• Problem to work on
Pull out each line of the records below that contains the string "truss". Matches are case-sensitive.

(Object location annotation data)
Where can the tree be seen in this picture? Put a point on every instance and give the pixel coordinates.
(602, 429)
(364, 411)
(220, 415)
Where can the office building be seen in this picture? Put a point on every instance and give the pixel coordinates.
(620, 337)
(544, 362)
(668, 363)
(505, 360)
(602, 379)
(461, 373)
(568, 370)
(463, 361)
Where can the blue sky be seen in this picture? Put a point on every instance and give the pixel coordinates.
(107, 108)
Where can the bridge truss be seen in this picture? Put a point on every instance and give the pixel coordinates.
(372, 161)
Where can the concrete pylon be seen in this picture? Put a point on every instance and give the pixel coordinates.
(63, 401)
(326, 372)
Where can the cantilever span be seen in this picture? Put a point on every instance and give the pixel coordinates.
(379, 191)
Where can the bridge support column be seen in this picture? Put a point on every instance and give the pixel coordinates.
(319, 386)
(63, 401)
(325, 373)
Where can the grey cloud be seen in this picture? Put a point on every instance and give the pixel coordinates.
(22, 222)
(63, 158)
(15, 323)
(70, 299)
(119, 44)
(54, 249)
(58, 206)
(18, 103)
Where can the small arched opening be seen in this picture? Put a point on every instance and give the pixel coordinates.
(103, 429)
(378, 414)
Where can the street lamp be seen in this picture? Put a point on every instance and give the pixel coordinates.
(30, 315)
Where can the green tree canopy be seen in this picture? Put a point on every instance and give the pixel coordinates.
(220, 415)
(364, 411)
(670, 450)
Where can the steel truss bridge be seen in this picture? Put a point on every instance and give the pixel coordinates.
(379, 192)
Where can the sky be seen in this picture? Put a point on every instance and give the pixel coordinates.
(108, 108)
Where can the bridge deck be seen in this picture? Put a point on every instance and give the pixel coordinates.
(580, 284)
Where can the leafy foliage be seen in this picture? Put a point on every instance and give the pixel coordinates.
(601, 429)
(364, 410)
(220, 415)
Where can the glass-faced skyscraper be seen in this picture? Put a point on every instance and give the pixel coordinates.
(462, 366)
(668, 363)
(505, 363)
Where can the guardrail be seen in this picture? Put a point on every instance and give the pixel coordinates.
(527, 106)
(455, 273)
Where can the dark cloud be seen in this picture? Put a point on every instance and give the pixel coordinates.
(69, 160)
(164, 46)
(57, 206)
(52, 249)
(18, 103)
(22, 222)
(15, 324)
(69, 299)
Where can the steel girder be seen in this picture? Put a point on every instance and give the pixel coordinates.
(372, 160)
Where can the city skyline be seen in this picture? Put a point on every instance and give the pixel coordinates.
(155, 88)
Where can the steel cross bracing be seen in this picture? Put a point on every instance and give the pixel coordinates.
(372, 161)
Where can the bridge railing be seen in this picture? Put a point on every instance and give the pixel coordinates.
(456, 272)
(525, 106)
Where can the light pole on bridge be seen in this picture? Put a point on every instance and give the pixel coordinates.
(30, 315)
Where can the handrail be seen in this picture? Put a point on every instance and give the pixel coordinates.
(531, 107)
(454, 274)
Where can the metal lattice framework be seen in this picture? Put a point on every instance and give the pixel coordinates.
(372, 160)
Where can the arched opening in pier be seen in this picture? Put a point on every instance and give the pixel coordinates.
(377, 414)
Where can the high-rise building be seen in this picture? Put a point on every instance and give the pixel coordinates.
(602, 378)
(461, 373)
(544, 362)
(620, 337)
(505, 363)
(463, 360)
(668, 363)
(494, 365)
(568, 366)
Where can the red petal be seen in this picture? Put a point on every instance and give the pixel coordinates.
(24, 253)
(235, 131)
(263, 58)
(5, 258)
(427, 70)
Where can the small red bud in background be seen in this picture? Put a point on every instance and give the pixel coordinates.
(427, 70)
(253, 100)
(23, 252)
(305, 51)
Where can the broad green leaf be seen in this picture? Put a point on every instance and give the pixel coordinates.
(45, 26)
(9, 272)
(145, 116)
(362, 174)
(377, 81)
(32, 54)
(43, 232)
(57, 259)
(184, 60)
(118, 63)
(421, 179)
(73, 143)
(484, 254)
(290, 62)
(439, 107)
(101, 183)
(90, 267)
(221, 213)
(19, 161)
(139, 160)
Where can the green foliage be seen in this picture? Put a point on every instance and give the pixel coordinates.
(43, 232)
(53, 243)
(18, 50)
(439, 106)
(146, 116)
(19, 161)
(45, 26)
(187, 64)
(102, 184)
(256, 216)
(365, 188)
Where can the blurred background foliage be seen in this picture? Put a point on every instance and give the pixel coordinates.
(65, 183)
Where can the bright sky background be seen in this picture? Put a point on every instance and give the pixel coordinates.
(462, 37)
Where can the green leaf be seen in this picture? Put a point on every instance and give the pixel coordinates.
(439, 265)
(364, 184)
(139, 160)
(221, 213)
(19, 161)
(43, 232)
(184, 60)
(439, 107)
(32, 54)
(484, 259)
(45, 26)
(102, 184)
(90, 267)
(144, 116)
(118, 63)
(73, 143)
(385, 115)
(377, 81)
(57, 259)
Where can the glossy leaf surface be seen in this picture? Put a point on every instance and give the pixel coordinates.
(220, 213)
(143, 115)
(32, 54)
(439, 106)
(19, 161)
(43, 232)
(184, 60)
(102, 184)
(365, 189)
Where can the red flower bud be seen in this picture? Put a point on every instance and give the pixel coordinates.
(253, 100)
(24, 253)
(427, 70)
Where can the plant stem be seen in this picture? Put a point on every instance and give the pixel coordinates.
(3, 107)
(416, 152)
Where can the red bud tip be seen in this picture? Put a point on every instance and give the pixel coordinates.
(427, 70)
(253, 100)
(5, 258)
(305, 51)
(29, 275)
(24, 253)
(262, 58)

--

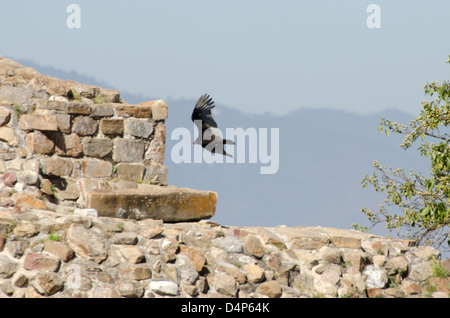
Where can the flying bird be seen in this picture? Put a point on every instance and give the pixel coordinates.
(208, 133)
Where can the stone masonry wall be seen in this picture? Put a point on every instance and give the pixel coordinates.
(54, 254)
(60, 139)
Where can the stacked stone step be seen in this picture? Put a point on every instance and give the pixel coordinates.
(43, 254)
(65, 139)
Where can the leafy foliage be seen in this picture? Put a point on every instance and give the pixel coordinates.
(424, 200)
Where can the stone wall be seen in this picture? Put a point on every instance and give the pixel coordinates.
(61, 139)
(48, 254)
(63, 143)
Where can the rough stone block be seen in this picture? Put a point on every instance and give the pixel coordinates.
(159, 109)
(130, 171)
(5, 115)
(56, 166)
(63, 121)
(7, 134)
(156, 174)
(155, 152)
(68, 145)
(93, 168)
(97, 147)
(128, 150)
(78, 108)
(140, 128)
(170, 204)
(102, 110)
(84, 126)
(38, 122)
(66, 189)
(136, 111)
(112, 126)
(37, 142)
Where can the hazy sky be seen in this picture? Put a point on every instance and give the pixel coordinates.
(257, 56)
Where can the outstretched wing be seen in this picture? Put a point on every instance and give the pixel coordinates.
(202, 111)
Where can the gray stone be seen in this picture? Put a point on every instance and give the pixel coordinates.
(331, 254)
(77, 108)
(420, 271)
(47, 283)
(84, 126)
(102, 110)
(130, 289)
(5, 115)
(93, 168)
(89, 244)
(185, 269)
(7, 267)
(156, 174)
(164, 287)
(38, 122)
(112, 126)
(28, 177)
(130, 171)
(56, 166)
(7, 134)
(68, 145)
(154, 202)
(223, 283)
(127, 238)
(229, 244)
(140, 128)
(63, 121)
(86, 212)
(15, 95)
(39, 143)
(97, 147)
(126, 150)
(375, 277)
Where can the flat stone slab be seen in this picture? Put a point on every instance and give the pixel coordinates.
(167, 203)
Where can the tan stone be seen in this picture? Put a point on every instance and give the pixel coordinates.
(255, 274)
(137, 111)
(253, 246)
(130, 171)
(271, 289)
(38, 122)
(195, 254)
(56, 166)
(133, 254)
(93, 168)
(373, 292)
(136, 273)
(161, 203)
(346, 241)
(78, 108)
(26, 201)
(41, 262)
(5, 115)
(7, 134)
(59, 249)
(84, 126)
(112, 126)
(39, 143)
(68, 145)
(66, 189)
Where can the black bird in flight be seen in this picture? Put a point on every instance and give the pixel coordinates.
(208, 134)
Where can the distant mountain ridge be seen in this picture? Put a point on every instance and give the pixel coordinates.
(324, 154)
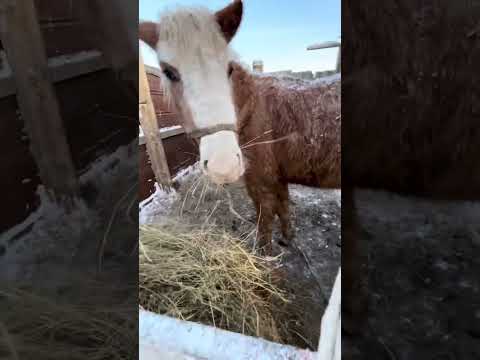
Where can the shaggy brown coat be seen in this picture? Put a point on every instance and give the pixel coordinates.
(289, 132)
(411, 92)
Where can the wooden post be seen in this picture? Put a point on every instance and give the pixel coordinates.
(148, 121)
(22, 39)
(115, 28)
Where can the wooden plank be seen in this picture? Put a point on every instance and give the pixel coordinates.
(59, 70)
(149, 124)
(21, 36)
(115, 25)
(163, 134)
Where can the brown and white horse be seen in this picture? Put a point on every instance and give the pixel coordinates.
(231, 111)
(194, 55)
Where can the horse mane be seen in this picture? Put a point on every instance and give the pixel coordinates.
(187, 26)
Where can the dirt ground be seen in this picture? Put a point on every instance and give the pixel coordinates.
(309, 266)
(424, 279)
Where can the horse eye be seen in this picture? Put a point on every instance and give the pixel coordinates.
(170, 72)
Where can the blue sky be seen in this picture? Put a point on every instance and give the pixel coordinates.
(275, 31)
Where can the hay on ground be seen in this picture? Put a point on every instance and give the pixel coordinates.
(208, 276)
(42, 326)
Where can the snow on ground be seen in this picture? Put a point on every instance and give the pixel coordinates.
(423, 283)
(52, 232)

• Result of the exercise
Where can the bridge truss be seen in this picture? Put a point on every instance and give the pixel coordinates.
Where can the steel truss bridge be seen in this picture? Put a point on every instance and give the pixel coordinates.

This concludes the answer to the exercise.